:: EXERCISE PROMPT ::
Render every entry exactly as it appears.

:: INFORMATION SHOWN ::

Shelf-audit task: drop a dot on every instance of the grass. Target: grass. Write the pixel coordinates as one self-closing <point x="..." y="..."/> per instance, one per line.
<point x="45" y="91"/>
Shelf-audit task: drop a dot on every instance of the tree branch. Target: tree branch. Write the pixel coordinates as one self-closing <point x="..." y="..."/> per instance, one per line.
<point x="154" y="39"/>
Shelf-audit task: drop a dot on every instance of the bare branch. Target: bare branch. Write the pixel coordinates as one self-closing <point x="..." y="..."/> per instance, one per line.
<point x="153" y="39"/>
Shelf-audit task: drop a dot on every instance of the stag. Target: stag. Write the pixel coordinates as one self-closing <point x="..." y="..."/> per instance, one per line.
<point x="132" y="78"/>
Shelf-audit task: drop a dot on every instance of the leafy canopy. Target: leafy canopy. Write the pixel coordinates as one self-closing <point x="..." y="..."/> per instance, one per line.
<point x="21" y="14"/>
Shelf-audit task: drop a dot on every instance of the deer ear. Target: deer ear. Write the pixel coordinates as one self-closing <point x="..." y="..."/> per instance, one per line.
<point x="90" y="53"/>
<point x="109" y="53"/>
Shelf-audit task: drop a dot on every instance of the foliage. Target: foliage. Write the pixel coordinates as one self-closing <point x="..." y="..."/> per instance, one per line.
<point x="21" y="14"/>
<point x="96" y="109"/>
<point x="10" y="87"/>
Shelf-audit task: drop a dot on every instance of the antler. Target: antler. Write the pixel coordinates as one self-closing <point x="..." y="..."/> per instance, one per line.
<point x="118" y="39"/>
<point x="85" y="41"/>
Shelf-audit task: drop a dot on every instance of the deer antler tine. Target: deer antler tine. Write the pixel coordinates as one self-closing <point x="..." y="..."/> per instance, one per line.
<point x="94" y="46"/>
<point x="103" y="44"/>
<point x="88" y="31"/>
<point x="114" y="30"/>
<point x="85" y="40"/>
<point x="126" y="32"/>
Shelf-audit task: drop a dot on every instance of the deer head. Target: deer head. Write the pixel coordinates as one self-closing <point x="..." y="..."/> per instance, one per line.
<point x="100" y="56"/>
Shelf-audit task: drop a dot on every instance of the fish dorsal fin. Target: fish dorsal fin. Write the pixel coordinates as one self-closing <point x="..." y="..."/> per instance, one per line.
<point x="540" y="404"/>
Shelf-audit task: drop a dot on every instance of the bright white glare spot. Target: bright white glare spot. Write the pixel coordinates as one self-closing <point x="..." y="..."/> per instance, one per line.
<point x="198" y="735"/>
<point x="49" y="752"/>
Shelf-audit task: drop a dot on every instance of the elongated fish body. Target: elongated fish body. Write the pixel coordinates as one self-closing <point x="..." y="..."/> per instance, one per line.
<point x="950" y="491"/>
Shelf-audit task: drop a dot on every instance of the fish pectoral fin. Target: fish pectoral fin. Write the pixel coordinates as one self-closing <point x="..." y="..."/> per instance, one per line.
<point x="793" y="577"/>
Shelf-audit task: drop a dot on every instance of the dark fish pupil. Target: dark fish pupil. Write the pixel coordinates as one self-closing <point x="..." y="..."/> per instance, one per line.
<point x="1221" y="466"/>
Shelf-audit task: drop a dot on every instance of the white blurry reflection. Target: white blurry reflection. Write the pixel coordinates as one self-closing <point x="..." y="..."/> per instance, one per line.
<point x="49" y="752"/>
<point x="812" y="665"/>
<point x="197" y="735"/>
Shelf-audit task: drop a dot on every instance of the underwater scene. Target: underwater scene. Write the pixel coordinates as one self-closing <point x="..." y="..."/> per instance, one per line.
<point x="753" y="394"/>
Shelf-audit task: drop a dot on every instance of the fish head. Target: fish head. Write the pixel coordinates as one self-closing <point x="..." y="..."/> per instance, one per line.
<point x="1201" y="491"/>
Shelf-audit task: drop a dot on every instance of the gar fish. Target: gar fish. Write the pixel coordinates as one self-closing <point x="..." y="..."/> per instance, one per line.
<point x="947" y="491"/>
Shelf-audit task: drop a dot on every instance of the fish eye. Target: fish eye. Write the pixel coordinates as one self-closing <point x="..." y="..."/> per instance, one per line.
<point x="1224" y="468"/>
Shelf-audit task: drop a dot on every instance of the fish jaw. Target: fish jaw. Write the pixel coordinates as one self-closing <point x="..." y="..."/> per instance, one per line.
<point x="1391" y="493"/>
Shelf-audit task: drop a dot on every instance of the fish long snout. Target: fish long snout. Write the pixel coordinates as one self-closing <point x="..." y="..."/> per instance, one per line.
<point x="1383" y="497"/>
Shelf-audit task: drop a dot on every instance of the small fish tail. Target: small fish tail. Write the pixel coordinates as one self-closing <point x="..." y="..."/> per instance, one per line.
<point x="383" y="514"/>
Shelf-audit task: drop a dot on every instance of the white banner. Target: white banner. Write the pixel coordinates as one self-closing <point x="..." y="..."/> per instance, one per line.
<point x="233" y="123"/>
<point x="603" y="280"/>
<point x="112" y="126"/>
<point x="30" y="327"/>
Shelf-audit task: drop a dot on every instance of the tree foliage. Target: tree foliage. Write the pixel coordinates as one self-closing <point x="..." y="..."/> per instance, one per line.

:: EXERCISE RESULT ::
Shelf-audit task: drop a dot on every instance of the grass. Target: grass. Write the pixel coordinates as one self-closing <point x="..." y="..."/> per instance, one per line.
<point x="45" y="91"/>
Shelf-audit task: drop a dot on every instance of the tree branch. Target: tree branch. Write the pixel coordinates as one self-closing <point x="..." y="..."/> per instance, one per line.
<point x="154" y="39"/>
Shelf-audit task: drop a dot on every instance of the bare branch. Target: bare branch. Write the pixel coordinates as one self-closing <point x="..." y="..."/> per instance, one per line.
<point x="153" y="39"/>
Shelf-audit task: drop a dot on every instance of the stag. Target: stag. Write the pixel coordinates as one self-closing <point x="..." y="..."/> per instance, one per line.
<point x="132" y="78"/>
Shelf-audit task: drop a dot on every instance of the leafy canopy. Target: leafy canopy. Write the pixel coordinates as one self-closing <point x="..." y="..."/> per instance, one per line.
<point x="21" y="14"/>
Shelf-audit task: drop a dot on every instance of the deer ear. Target: deer ear. Write the pixel coordinates as one self-closing <point x="..." y="..."/> per instance, one per line.
<point x="90" y="53"/>
<point x="109" y="53"/>
Shelf-audit task: drop a dot on every instance of the foliage. Target: foliage. Write the pixel coordinates as one self-closing <point x="..." y="..."/> per instance, one per line.
<point x="21" y="14"/>
<point x="96" y="109"/>
<point x="10" y="87"/>
Shelf-audit task: drop a dot on every instance of the antler. Target: antler. Write the pixel coordinates as one self-closing <point x="..." y="..."/> per instance, one per line.
<point x="118" y="39"/>
<point x="85" y="41"/>
Shelf-audit task: drop a dot on every instance of the deer antler tine. Target: deer antler tine. Write the pixel coordinates as one self-closing <point x="..." y="..."/> per instance, one per line.
<point x="94" y="46"/>
<point x="103" y="44"/>
<point x="88" y="31"/>
<point x="114" y="30"/>
<point x="85" y="40"/>
<point x="126" y="32"/>
Shelf-audit task: drop a dot on every instance of the deer head. Target: deer head. Write the pixel coordinates as one self-closing <point x="..." y="..."/> per instance, one per line.
<point x="100" y="56"/>
Shelf-audit task: drop a dot on every instance of the fish dorsal fin. Target: fish dorsal fin. Write the pixel coordinates as one self-closing <point x="..." y="..."/> per instance, one per line.
<point x="540" y="404"/>
Shelf-audit task: drop a dot on every instance of the bright white glare spot. Target: bright white glare spot. Write the pixel coordinates as one self-closing <point x="..." y="..."/> per instance, one per line.
<point x="198" y="735"/>
<point x="49" y="752"/>
Shelf-audit task: drop a dot on every instance of the elongated fish body. Target: elongated fish body. Write the pixel coordinates as one self-closing <point x="..." y="..."/> per instance, one per line.
<point x="950" y="491"/>
Shelf-audit task: drop a dot on every instance of the fish pectoral fin. Target: fish pectoral fin. Write the pixel coordinates as one self-closing <point x="..." y="..."/> per instance, one per line.
<point x="793" y="577"/>
Shelf-audit task: drop a dot on every instance of the dark fish pupil. Target: dark fish pupil. Write the pixel coordinates as one self-closing <point x="..." y="..."/> per instance, one per line.
<point x="1221" y="466"/>
Shelf-audit task: drop a dot on every instance of the white blurry reflection. Target: white blurry reflection. Write the pixel coordinates as one self-closing <point x="..." y="..."/> per instance, one per line.
<point x="49" y="752"/>
<point x="812" y="665"/>
<point x="197" y="735"/>
Shelf-audit task: drop a dot on every instance of the underwater scene. Target: underwater scene. Write the pixel coordinates as one self-closing <point x="..." y="..."/> per instance, one per line.
<point x="753" y="394"/>
Shelf-audit task: drop a dot on every instance of the fish head. Target: fish head. Write the pixel coordinates as one self-closing <point x="..." y="..."/> per instance, one per line.
<point x="1201" y="491"/>
Shelf-audit task: drop a dot on every instance of the gar fish. Target: gar fish. Write the pixel coordinates as one self-closing <point x="..." y="..."/> per instance, one per line.
<point x="947" y="491"/>
Shelf-audit task: drop a dot on every instance of the fish eye. Target: fish eye. Write the pixel coordinates as one self-closing <point x="..." y="..."/> per instance, one per line.
<point x="1224" y="468"/>
Shelf-audit task: drop a dot on every instance of the fish jaw. Target: fish jaw. Write the pixel coordinates as one self-closing <point x="..." y="..."/> per instance, one per line.
<point x="1391" y="493"/>
Shelf-audit task: drop a dot on every instance of the fish long snout. Target: fish long snout. Write the pixel coordinates as one self-closing <point x="..." y="..."/> per instance, one per line.
<point x="1383" y="497"/>
Shelf-audit task: drop a dot on every instance of the small fish tail. Target: small fish tail. Write the pixel coordinates as one self-closing <point x="..." y="..."/> per instance, one per line.
<point x="383" y="514"/>
Shelf-audit task: drop a dot on every instance of the white banner. Target: white banner. Write the pixel coordinates as one self-closing <point x="..." y="..."/> per instance, one per line.
<point x="233" y="123"/>
<point x="603" y="280"/>
<point x="112" y="126"/>
<point x="30" y="327"/>
Shelf-audit task: drop a dot on every instance of the tree foliage. Target: tree foliage. Write the pixel coordinates as one self-closing <point x="..." y="..."/> per instance, one per line.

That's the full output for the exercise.